Dataset entries –
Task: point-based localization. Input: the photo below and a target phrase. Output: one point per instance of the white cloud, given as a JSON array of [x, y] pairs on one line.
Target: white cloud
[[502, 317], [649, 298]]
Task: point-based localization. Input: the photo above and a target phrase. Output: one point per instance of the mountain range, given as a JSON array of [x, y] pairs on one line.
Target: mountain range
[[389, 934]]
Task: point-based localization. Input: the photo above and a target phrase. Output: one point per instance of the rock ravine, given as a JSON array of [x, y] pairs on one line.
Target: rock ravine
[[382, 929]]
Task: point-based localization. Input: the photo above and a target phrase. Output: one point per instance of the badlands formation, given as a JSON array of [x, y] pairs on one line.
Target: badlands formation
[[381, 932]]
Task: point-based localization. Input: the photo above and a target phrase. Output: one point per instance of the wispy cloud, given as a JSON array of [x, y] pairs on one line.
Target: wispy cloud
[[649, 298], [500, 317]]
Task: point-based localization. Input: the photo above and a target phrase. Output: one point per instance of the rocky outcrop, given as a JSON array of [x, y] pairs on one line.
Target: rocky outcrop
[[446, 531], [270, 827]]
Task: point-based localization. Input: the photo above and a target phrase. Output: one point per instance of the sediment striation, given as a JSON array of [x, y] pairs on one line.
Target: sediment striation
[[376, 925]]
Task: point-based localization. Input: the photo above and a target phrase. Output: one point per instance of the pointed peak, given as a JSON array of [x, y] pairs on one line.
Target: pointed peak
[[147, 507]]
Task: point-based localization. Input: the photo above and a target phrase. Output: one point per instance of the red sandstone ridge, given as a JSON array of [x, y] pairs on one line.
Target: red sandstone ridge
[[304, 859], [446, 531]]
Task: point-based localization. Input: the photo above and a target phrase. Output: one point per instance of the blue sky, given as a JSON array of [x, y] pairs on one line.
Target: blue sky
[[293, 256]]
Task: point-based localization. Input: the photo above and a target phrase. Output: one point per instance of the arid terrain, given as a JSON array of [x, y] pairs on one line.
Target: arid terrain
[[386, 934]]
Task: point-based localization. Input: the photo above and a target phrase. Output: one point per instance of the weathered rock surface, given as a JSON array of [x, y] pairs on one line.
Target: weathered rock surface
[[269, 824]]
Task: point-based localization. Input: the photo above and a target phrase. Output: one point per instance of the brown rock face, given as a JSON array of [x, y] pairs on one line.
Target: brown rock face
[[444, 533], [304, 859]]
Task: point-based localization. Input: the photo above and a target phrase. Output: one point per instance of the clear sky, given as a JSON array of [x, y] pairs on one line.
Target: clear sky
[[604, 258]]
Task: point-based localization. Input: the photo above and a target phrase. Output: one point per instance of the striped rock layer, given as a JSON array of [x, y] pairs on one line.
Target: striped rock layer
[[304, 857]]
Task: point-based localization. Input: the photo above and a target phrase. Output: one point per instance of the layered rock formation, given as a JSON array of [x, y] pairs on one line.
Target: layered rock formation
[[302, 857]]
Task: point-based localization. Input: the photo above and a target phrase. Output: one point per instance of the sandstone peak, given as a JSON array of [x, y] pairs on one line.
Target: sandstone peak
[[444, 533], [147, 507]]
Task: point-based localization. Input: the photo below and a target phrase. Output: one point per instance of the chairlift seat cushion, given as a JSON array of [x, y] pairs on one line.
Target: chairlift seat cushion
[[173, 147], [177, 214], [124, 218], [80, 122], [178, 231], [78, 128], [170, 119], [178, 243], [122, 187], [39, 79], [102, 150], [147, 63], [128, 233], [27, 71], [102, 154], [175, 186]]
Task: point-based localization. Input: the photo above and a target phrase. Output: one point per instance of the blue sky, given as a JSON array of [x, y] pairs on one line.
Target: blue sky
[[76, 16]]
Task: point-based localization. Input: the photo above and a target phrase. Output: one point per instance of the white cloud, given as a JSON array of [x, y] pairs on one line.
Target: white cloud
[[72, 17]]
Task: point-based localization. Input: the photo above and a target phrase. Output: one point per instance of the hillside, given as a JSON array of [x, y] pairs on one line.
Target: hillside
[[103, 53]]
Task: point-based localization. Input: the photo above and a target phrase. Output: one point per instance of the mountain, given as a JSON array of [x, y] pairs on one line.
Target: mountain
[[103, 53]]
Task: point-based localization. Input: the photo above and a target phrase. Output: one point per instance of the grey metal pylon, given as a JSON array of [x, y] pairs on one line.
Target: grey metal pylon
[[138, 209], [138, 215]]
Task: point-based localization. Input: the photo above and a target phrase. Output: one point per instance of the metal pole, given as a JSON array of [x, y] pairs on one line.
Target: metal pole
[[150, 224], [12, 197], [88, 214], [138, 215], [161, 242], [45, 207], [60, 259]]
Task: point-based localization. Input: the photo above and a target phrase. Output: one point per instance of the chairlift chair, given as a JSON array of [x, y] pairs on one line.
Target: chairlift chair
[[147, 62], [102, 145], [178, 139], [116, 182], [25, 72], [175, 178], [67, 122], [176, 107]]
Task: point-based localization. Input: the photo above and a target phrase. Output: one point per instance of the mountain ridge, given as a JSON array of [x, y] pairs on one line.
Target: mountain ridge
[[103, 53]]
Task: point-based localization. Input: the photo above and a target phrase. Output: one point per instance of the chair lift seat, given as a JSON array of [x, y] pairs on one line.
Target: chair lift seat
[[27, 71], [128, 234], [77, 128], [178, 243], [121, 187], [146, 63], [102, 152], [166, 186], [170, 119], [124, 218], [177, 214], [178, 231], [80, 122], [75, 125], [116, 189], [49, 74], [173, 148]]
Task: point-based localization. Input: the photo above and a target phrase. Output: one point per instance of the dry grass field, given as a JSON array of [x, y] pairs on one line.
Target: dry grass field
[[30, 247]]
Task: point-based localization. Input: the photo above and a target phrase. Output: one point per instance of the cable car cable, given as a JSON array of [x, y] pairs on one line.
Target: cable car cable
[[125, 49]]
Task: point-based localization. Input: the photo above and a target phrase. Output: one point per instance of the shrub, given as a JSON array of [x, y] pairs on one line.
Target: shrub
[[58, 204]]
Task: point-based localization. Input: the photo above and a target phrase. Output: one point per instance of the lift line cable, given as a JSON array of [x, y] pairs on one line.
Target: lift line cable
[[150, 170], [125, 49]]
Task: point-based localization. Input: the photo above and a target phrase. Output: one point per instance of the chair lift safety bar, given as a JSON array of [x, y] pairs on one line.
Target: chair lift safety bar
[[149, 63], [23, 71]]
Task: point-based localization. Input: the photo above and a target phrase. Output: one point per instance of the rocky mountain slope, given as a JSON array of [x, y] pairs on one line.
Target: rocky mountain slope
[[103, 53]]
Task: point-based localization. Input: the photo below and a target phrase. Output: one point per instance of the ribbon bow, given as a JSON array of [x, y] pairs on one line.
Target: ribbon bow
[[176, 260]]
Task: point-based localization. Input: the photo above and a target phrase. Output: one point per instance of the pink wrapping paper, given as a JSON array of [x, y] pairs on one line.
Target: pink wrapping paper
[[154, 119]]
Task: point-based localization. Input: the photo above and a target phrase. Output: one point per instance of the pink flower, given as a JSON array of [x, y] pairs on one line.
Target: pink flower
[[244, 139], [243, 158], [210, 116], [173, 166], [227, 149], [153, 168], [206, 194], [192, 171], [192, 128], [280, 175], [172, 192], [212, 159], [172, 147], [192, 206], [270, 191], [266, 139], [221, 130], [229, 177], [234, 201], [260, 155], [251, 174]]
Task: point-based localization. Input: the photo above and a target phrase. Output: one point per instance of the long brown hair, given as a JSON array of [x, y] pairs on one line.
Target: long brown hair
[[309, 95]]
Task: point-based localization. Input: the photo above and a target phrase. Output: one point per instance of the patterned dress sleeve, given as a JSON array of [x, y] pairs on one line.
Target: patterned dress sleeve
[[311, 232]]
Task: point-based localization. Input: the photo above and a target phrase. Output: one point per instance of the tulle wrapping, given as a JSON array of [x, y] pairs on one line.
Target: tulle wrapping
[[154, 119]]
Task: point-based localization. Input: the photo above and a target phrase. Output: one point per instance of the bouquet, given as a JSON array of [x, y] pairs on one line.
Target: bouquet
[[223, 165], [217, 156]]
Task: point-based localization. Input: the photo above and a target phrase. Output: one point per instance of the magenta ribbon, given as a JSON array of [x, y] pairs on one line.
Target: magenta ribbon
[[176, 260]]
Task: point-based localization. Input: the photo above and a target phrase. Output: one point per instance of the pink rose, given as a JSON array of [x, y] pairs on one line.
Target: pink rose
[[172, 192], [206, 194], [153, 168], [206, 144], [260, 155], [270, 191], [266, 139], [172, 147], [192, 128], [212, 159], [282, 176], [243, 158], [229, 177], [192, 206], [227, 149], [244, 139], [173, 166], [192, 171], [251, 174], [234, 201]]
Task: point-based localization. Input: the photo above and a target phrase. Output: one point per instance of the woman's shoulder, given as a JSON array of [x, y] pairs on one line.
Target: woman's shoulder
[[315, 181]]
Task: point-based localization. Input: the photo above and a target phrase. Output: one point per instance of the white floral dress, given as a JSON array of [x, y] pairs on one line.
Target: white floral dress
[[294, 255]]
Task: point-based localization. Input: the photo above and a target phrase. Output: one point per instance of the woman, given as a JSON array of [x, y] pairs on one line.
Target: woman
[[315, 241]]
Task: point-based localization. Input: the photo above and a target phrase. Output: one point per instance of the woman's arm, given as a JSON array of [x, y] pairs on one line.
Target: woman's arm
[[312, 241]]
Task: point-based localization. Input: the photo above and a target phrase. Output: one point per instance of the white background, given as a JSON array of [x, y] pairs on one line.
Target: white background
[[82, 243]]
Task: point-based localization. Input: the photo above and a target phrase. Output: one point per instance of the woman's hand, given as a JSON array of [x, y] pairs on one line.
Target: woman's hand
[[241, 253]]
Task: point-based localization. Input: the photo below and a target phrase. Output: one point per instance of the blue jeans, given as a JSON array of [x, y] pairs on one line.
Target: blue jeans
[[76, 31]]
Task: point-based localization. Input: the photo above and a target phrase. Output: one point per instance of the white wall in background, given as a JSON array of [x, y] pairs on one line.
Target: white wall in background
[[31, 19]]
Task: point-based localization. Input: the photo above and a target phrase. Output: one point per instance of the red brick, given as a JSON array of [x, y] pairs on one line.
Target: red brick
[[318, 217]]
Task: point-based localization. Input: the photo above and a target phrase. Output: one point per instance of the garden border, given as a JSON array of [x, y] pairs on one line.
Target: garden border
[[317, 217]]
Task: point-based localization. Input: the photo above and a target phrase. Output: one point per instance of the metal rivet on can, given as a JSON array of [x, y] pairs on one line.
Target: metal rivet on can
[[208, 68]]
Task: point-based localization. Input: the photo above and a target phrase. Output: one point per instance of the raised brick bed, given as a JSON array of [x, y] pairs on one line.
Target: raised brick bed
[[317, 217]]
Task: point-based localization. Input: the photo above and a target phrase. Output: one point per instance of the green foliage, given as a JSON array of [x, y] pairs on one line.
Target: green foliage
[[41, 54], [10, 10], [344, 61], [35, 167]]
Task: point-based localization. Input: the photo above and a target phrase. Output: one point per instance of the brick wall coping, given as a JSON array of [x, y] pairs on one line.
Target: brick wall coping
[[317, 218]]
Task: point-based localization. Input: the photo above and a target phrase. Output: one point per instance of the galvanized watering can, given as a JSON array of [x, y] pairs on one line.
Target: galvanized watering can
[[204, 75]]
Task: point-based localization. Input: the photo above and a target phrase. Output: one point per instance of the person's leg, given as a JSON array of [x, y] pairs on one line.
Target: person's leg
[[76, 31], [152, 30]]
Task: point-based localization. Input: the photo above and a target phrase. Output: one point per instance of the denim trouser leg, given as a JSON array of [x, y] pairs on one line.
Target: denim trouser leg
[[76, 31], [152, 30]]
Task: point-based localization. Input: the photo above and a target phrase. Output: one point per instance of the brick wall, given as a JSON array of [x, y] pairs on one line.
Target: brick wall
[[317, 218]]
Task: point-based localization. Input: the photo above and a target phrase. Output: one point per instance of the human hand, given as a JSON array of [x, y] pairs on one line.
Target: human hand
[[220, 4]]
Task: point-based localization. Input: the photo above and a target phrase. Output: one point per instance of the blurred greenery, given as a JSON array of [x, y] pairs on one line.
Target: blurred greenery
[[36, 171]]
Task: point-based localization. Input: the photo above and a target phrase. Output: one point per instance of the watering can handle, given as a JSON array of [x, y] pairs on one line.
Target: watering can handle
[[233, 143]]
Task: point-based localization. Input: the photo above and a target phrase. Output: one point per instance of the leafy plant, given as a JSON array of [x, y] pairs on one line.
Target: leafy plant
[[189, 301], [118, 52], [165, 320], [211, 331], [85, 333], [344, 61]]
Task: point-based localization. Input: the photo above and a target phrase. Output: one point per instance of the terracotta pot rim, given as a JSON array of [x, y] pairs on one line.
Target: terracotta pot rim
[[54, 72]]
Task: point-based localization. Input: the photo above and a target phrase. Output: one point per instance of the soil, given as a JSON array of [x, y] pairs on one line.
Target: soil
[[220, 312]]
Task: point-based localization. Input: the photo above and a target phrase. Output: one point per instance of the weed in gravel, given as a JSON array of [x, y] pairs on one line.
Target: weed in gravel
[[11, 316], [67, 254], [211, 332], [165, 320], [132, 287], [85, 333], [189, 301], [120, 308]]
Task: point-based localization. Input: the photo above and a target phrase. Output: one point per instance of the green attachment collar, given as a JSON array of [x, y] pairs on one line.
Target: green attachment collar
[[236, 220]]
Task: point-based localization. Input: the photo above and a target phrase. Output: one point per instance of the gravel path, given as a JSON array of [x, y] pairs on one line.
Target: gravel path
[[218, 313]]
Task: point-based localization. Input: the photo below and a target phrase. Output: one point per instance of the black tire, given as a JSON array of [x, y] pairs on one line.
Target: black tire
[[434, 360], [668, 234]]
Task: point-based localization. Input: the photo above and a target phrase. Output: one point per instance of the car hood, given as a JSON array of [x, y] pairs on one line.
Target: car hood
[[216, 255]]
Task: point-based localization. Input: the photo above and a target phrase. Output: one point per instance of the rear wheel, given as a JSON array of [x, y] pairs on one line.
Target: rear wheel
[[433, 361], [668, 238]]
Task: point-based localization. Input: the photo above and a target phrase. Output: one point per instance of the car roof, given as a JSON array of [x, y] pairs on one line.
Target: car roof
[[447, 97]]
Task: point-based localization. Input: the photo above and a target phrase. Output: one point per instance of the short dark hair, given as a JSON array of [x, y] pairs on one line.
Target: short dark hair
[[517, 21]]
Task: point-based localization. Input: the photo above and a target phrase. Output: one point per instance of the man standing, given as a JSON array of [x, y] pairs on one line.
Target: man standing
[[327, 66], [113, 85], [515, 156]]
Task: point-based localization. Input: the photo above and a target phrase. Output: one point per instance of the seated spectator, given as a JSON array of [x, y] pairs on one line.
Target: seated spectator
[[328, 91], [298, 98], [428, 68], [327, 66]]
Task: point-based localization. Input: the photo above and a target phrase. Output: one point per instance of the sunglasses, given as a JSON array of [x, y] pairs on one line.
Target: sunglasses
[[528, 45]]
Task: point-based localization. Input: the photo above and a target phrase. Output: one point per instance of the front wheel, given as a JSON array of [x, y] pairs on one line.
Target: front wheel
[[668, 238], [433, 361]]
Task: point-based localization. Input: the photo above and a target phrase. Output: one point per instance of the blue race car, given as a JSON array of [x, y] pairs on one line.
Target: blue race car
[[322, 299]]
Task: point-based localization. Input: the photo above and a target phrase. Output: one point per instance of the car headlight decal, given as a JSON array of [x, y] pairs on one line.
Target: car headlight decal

Exercise aim – Turn the lines above, starting at the line that contains "of the denim" and ending at the line that contains "[[220, 312]]", into a numbered list with no blank lines. Include only those lines.

Answer below –
1. Task: point-based localization. Input: the photo above and a target phrase. Output: one point per instance of the denim trouser leg, given as a JSON array of [x, y] pairs on one line.
2. Target: denim trouser leg
3. [[76, 31], [152, 30]]
4. Task: point-based localization. Input: the photo above and a target phrase. Output: one point per instance of the brick wall, given as a JSON array of [x, y] pairs on one line.
5. Target: brick wall
6. [[317, 218]]
7. Task: point-based localization. Input: the photo above and a target phrase. Output: one point per instance of the human hand, given as a JSON array of [x, y] pairs on one line.
8. Target: human hand
9. [[220, 4]]
10. Task: point-based localization. Input: the photo above and a target phrase. Output: one point per instance of the blurred greenery, given as a JSON array of [x, y] pairs on one line.
11. Target: blurred greenery
12. [[36, 171]]
13. Task: point-based localization. Input: the photo above and a target phrase. Output: one point per instance of the watering can handle, given as a JSON array of [x, y] pairs on one line.
14. Target: watering can handle
15. [[233, 143]]
16. Task: point-based localization. Input: the photo above and a target phrase. Output: one point per instance of the leafy plant, given as a JSON array of [x, y] pairs on one line.
17. Target: leafy plant
18. [[189, 301], [118, 52], [165, 320], [211, 331], [85, 333], [344, 61]]
19. Task: point-based localization. Input: the photo above and a target phrase. Output: one point per instance of the terracotta pot rim, given as a JSON array of [x, y] pairs on one line.
20. Target: terracotta pot rim
21. [[54, 72]]
22. Task: point-based localization. Input: the photo above and a target phrase. Output: one point per instance of the soil, given as a JSON array of [x, y] pairs on one line.
23. Target: soil
24. [[220, 312]]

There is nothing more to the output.